What is required: Turn the part of the entries that opens with the line containing "Tag every instance of the man's hand" and closes with the line containing "pixel 240 239", both included, into a JSON list of strings with one string per line. Leave out any blank lines and nothing beyond that part.

Information supplied:

───

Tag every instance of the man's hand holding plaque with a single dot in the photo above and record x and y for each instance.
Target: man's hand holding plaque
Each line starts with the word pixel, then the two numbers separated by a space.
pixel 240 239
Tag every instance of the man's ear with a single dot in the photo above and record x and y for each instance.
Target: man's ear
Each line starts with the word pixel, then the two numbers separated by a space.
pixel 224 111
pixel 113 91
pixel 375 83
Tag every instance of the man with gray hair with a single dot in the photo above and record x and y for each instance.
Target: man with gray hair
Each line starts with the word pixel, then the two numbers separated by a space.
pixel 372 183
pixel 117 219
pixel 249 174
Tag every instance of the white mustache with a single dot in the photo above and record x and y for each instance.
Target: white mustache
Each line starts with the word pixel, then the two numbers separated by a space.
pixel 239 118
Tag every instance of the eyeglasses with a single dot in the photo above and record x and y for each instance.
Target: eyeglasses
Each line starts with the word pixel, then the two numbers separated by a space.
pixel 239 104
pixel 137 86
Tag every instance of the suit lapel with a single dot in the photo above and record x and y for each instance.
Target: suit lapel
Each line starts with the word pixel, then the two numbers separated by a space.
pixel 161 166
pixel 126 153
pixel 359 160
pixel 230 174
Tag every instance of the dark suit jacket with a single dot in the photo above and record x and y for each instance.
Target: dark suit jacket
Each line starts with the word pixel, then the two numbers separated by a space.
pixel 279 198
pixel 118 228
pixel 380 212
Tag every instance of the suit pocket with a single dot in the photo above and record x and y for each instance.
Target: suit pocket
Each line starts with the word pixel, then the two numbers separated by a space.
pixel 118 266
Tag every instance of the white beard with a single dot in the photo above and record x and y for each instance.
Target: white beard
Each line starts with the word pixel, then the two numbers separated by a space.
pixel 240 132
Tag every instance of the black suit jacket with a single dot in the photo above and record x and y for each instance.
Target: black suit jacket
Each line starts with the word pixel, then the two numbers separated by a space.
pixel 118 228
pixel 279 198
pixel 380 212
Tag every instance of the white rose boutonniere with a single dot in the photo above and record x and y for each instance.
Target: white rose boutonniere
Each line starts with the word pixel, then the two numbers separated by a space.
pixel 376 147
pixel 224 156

───

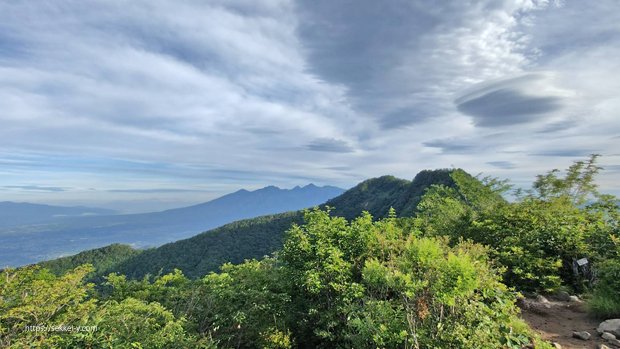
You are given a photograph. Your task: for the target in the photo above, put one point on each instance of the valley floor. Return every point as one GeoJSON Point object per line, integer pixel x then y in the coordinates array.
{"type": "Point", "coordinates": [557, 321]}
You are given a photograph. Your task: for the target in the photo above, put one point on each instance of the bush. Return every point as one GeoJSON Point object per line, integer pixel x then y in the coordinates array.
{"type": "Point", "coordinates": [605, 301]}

───

Result for this task:
[
  "Tag every instance of the man's hand holding plaque with a single dot in the photo above and record x and y for each instance.",
  "Target: man's hand holding plaque",
  "Each line starts with the word pixel, then the two numbers separated by a space.",
  "pixel 240 239"
]